Box Lane Chapel, a Non-conformist chapel founded in 1668 on land owned by the Westbrook Hay estate, was re-built in 1690 and then altered in 1856 and again in 1876. Tradition has it that Oliver Cromwell once worshiped here at an earlier building on the site. It is now a private house after being sold in 1969.

There was a Primitive Methodist chapel at Crouchfield built in 1849, which was in the St Albans Circuit. This stood until the congregation moved to Bourne Chapel in Chaulden in 1959, which is now called Hemel Hempstead Methodist Church.

St John's Church was built, in 1874, on part of the Box Moor Trust land.

==Sport and entertainment==
===Boxmoor Cricket Club===
Boxmoor Cricket Club was founded in 1857 when the Box Moor Trust let some of their land be used as a cricket pitch; it is known as the Boxmoor Oval, which had a pavilion added in the 1930s.

===Hemel Hempstead Theatre Company===
Originally known as the Hemel Hempstead Operatic and Dramatic Society, the Hemel Hempstead Theatre Company has operated since 1925. Over the years, the company performed in a number of locations, including the Luxor cinemas in the Marlowes and St. John’s Hall at 72 St. John's Road, which had been built in 1930 as extension of the nearby St. John’s Church. The first-ever theatrical performance at St. John’s Hall was given by the Theatre Company in April 1932.

> **THINGS TO DO**
[1] According to the passage on Boxmoor's chapels and clubs, in what year was Box Lane Chapel sold?
[2] Continue the passage on Boxmoor's chapels and clubs from where it stops.

> **DATA**

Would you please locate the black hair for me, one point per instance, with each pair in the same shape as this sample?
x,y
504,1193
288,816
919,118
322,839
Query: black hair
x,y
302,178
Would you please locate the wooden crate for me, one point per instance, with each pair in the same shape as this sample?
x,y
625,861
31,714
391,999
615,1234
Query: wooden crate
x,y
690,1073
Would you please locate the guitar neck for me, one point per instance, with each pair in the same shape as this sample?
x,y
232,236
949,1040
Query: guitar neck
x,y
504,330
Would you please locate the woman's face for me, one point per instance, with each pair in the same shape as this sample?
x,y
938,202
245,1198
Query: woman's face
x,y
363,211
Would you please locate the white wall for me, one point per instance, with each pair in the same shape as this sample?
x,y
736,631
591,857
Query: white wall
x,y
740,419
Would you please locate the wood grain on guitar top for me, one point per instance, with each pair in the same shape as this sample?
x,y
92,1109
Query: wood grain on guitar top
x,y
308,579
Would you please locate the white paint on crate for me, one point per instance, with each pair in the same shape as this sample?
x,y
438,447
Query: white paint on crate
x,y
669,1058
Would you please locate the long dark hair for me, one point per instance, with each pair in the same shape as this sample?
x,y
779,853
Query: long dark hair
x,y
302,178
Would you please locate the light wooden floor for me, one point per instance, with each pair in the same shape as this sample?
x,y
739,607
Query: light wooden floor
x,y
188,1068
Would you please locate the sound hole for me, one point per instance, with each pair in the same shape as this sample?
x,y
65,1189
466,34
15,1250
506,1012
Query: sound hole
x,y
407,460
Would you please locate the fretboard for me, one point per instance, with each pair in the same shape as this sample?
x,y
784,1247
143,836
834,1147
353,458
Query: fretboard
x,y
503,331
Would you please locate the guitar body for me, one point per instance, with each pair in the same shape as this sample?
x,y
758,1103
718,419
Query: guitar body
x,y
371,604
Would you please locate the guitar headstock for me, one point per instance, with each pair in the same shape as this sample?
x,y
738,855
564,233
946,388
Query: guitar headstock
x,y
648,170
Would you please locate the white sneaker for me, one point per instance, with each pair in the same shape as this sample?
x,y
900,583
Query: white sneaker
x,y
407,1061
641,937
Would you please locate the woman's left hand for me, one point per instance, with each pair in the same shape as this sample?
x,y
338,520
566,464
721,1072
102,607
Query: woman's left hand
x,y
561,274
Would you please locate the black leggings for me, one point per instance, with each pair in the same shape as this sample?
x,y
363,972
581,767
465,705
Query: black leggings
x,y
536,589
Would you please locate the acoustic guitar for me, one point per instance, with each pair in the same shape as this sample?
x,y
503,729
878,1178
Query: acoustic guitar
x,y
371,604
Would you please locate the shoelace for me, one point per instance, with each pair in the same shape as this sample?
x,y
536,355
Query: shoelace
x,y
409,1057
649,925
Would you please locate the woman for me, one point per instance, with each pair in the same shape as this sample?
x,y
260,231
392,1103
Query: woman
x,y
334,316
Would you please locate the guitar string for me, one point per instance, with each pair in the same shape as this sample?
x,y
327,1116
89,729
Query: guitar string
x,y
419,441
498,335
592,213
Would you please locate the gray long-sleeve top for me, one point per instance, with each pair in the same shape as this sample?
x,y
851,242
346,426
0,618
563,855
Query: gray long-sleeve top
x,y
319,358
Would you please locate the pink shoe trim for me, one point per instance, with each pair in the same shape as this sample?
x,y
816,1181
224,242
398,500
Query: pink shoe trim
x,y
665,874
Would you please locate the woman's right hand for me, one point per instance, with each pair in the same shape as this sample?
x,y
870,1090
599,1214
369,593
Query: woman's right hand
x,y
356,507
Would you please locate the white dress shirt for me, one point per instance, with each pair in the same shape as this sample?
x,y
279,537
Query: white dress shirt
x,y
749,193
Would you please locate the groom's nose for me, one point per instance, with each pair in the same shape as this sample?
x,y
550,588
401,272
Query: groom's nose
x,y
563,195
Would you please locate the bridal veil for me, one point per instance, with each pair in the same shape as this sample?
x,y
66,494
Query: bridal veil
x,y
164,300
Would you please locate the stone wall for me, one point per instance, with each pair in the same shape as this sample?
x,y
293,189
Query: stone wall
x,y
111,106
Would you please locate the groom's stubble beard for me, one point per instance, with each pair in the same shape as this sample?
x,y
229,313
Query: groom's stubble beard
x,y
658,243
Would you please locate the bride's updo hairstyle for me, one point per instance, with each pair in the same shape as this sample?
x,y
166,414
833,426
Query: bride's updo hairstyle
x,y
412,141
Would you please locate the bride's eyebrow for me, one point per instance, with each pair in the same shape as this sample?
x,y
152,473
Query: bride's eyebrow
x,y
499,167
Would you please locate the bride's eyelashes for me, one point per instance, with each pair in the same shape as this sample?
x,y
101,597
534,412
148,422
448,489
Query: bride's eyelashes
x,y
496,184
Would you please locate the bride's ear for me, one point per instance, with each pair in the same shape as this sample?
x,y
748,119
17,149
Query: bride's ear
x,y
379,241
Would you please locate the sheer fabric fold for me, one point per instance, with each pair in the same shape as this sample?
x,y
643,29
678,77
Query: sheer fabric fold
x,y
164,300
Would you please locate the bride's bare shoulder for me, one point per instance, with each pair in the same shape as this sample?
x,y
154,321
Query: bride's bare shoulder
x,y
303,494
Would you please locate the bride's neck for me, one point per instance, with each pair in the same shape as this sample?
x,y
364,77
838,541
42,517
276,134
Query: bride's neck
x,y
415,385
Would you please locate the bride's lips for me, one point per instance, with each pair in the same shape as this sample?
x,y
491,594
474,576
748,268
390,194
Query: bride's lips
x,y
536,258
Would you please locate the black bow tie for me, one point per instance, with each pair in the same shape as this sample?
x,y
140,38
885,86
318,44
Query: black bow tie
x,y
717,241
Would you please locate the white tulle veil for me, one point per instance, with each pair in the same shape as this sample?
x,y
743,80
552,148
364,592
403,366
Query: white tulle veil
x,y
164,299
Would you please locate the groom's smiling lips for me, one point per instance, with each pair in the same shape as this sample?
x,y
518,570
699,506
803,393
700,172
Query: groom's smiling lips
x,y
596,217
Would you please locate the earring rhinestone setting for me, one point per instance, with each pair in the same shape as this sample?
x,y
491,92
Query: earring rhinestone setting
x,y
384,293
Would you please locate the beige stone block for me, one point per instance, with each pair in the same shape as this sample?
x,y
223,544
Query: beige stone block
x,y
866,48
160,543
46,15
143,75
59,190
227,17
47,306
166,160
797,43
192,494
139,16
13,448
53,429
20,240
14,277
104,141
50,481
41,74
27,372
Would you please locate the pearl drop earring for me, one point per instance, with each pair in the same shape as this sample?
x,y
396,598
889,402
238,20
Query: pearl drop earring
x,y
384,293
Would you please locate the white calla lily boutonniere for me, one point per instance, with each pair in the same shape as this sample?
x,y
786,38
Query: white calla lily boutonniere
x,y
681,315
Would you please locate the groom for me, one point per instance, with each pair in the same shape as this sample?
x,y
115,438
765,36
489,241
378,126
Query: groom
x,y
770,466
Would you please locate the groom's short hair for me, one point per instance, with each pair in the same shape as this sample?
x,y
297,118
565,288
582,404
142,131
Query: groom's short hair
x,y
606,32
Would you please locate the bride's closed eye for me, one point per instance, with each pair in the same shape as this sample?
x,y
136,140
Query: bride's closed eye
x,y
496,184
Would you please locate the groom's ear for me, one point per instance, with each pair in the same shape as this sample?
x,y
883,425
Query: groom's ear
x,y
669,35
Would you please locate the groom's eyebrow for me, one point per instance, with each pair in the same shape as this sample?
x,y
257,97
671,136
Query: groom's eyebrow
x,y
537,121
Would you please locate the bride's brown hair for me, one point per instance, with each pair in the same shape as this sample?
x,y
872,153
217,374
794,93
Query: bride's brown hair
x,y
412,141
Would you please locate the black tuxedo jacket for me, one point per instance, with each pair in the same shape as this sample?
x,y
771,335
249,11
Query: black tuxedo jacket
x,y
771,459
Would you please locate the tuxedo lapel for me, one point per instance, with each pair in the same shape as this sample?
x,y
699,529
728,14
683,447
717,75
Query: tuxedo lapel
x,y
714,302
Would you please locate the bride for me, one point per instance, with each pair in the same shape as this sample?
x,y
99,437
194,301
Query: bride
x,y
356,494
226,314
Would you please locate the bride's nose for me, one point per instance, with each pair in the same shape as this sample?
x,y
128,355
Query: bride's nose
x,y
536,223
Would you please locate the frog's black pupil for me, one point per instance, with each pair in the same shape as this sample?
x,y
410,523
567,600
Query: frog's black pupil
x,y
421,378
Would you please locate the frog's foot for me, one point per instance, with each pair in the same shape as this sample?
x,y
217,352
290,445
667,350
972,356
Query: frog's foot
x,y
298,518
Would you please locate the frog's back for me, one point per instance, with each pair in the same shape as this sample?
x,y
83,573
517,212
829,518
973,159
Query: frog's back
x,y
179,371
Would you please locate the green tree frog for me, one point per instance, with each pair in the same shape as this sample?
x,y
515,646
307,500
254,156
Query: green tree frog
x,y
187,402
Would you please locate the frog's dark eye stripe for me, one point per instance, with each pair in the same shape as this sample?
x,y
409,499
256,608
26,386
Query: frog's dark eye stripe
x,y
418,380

> **RESPONSE LIST**
[1] 1969

[2]
Hemel Hempstead Theatre Company purchased the St. John's Hall building in 1997 and renamed it the Boxmoor Playhouse. Holding up to 200 seats, the Boxmoor Playhouse is said to be the largest theatre in Hemel Hempstead. Each year, the Company produces a variety of productions from plays to musicals to pantomimes. Due to the flexibility of the space, the Company also holds social events such as quiz nights, creative workshops and cabaret evenings.

==Notable people==

Robert Snooks became, in 1802, the last highwayman to be hanged and buried at the scene of his crime, after he robbed a postboy on the turnpike on Boxmoor meadows. His remains are interred in Boxmoor meadows near the place where he was hanged, and the likely spot is marked by two stones, erected by the Box Moor Trust in 1904.

Rock musician and producer Steven Wilson spent his childhood in Boxmoor, and for many years maintained his No Man's Land studio in his former bedroom in his parents' bungalow.

British/Canadian actor Michael Bradshaw grew up in Boxmoor from 1938 until the mid-1950s.

Johnny Johnston of 1950s vocal group the Johnston Brothers lived in The Old House on Box Lane.